TO DO: Which lines of the entries contain the string "ImageApi"? Copy each of them.

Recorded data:
= Beginning of Section =

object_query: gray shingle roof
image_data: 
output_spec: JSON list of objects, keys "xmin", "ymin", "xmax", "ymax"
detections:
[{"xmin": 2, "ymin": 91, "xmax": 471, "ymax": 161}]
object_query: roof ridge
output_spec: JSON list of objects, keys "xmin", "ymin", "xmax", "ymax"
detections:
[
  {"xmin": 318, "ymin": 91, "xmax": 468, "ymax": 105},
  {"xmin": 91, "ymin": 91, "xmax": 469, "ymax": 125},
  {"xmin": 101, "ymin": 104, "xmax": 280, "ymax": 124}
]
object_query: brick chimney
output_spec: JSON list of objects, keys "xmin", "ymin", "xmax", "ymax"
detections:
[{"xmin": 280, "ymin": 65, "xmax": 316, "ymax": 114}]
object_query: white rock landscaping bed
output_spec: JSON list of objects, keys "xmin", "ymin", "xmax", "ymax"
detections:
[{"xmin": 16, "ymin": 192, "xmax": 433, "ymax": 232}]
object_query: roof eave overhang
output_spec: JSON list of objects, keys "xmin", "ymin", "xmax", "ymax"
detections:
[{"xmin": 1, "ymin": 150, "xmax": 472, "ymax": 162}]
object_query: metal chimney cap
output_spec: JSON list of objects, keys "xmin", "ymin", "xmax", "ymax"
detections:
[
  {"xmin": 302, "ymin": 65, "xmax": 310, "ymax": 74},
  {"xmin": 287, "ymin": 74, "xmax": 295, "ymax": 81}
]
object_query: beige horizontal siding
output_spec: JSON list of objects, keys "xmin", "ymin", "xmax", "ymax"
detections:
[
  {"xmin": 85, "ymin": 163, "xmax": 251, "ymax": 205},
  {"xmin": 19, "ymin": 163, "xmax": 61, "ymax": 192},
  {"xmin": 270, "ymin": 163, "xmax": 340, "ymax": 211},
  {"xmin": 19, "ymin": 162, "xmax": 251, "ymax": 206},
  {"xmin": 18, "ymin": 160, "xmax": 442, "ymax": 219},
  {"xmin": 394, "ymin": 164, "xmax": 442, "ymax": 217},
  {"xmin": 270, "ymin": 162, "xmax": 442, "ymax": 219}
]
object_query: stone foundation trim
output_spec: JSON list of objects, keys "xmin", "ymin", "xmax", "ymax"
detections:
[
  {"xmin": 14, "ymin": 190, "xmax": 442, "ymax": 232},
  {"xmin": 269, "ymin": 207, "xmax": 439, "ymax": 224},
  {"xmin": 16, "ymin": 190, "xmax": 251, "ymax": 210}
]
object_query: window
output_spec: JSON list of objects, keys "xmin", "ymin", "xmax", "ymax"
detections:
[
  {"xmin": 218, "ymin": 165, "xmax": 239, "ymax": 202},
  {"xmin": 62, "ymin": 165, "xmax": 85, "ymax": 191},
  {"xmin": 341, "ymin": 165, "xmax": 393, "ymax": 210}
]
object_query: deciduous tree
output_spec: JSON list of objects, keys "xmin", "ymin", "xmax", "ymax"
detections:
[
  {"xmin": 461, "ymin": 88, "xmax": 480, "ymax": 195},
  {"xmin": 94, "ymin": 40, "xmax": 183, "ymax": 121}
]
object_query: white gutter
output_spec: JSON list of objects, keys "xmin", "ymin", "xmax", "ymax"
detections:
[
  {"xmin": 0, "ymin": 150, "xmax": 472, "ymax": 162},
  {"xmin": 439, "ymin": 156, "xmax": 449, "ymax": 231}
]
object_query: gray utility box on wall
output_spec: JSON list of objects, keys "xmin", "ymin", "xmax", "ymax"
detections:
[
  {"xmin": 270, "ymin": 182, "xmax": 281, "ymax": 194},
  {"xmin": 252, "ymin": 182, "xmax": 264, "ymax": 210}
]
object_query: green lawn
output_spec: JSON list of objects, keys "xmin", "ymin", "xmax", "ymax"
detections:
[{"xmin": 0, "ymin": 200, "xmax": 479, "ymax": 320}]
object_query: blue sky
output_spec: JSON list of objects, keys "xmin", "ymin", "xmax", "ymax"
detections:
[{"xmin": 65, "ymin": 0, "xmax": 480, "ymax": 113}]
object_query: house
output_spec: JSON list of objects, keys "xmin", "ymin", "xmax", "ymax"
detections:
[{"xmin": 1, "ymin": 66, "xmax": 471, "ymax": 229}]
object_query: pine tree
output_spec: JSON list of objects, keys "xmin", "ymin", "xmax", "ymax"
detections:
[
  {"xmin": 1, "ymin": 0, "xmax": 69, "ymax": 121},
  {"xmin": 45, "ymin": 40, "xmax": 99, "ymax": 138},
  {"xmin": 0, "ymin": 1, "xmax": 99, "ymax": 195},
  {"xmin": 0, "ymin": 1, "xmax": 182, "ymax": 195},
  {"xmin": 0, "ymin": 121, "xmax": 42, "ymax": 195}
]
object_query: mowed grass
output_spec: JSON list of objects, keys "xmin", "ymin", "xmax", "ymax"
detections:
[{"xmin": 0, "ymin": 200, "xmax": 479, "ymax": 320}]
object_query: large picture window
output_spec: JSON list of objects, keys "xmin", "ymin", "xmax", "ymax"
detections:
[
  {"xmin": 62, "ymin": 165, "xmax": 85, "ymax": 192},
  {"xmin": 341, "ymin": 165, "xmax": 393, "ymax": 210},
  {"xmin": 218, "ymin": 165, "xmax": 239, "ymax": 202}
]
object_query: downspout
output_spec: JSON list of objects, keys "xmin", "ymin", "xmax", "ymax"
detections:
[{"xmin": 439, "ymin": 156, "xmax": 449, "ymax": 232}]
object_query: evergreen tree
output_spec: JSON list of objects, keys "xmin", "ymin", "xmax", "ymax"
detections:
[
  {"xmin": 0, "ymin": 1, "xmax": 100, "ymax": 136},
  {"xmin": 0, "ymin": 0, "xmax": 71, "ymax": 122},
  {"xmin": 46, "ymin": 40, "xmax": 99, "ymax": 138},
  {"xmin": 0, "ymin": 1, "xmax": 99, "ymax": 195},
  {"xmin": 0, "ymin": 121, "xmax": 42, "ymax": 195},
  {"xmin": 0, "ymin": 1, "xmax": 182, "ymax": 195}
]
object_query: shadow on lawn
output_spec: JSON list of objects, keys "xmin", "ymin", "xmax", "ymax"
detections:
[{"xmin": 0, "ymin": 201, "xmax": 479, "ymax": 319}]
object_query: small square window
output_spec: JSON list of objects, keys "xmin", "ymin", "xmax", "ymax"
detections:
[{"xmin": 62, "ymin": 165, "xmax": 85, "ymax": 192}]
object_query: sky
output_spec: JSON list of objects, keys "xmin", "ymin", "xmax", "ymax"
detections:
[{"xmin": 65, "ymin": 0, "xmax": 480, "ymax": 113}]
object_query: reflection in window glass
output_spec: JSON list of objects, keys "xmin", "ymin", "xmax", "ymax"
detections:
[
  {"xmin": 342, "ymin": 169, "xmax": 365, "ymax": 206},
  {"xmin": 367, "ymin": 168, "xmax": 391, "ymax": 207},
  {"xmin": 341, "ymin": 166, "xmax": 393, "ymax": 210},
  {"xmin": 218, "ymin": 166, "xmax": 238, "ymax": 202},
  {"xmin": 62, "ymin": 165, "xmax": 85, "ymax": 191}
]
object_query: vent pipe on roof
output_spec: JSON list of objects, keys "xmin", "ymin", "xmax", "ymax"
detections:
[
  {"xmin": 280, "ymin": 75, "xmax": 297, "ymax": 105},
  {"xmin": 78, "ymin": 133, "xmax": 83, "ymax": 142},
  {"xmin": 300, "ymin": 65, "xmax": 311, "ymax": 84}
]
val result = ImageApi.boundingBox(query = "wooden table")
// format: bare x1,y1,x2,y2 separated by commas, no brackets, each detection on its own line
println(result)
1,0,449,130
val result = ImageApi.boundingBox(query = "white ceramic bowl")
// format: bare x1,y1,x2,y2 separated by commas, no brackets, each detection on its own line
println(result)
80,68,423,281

= End of Section =

REPLY TO THE TASK:
val result = ImageApi.boundingBox(query = "wooden table")
val result = ImageApi.boundingBox(query = "white ceramic bowl")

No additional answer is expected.